- **WRITTEN TASK**
Which lines below contain the string "post"? Report each of them in full.

- **Entries for bounding box labeling**

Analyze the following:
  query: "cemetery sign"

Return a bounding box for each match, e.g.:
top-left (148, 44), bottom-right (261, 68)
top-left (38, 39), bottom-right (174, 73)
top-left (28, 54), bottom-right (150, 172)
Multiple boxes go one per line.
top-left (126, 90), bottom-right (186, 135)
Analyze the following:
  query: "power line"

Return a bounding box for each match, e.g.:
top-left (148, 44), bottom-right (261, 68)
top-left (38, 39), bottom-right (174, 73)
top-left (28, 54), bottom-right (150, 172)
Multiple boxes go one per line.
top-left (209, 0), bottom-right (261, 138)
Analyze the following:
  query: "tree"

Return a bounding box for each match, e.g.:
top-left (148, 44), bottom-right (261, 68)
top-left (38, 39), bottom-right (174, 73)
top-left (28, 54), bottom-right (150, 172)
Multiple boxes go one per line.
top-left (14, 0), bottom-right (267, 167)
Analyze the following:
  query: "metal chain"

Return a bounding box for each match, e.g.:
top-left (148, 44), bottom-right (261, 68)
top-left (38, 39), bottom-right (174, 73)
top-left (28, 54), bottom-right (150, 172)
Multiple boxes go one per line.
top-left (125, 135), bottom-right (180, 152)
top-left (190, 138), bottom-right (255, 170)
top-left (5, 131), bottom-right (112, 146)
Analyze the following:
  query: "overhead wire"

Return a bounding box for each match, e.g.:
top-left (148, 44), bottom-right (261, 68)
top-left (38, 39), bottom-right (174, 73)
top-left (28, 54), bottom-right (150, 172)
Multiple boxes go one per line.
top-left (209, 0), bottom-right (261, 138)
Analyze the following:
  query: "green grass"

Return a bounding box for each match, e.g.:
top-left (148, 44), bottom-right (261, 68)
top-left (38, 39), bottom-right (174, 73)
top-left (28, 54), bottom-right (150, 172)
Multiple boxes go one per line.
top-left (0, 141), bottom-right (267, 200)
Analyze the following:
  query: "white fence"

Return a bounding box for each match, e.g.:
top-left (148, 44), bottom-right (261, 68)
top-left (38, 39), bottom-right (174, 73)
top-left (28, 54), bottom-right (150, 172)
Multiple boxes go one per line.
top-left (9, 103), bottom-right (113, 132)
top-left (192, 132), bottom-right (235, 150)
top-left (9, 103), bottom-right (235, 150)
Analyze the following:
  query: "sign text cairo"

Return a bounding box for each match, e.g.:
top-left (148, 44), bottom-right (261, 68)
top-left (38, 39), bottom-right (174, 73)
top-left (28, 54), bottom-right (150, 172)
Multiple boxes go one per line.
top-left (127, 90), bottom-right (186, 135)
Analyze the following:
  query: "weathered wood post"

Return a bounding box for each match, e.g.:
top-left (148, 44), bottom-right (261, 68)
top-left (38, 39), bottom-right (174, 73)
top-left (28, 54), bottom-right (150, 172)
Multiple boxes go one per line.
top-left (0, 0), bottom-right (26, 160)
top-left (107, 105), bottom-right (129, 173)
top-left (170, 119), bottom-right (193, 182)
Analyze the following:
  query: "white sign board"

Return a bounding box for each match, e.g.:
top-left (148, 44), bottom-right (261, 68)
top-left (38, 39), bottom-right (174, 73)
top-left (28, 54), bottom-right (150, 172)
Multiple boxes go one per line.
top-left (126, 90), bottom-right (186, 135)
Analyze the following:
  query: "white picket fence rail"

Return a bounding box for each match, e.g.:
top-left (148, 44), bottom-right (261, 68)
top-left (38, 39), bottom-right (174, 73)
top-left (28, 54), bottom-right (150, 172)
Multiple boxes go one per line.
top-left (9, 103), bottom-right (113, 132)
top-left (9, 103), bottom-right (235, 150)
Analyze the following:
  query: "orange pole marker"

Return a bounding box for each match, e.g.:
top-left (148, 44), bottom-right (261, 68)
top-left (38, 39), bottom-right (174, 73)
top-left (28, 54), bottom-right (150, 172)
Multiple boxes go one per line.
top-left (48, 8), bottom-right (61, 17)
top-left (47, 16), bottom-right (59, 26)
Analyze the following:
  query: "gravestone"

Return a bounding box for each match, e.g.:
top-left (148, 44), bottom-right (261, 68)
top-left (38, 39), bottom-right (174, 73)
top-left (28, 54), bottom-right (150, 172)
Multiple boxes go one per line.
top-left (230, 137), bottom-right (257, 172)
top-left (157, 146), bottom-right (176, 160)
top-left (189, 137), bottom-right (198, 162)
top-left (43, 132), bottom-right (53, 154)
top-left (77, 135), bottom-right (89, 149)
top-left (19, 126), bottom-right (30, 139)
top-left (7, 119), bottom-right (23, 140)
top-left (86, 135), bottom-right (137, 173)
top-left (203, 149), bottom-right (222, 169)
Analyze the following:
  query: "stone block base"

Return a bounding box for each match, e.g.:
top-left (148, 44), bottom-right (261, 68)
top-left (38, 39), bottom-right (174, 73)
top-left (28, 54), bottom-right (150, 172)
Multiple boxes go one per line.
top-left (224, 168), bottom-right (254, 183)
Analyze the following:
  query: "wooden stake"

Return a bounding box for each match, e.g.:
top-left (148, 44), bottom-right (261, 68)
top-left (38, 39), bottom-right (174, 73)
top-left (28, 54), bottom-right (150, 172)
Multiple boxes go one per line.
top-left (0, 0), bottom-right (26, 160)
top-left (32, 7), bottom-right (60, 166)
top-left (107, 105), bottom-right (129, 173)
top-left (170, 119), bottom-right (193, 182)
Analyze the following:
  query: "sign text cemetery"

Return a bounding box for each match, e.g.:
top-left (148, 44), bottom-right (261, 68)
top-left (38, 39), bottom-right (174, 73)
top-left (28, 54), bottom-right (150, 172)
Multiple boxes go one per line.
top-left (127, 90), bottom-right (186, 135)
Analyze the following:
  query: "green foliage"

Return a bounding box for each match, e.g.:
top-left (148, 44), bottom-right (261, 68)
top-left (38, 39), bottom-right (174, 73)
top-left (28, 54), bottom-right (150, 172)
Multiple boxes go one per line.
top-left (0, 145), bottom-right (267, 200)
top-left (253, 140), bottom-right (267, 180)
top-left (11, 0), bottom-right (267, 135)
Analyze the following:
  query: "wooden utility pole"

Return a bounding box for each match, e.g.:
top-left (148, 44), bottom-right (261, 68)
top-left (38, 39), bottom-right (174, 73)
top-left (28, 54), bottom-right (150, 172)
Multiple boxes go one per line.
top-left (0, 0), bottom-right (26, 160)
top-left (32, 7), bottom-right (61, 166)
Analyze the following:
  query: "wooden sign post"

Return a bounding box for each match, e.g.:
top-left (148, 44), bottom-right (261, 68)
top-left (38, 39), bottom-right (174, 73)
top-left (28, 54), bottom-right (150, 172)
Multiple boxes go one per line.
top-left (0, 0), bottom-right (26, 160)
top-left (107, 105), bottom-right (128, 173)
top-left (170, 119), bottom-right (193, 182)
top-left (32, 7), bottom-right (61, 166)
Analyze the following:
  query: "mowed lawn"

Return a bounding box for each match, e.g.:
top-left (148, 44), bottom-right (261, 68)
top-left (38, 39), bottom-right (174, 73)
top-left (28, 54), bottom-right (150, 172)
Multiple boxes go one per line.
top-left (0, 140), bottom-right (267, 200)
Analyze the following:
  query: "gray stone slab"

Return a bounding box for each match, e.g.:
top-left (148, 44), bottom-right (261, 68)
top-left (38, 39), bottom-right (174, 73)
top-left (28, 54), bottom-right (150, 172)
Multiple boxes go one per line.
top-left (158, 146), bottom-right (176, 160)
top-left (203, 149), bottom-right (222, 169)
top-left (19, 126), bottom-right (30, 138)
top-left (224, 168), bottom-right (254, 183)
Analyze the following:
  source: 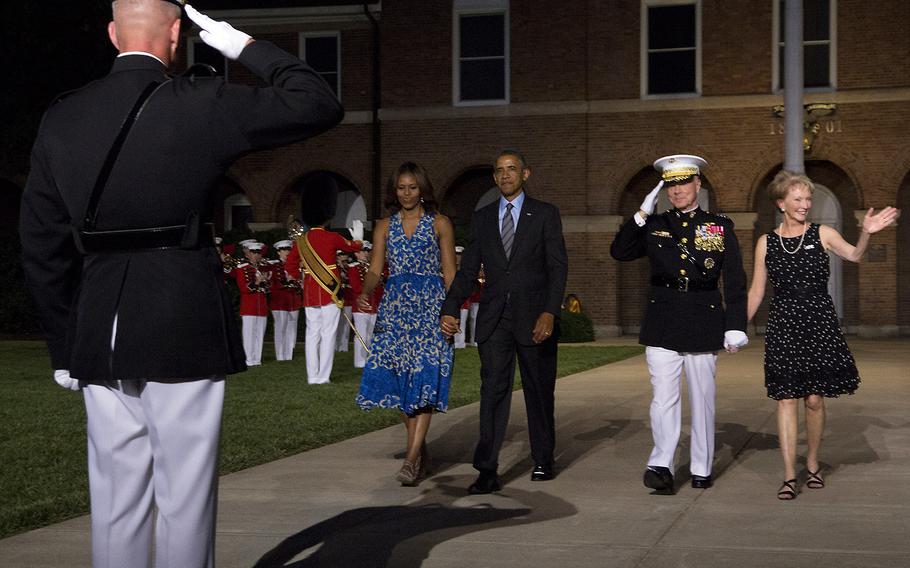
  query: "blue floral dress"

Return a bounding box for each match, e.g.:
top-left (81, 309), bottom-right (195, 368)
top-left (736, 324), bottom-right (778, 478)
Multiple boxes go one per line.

- **WRITTEN RESPONSE**
  query: "weathered wood post"
  query: "wooden sign post"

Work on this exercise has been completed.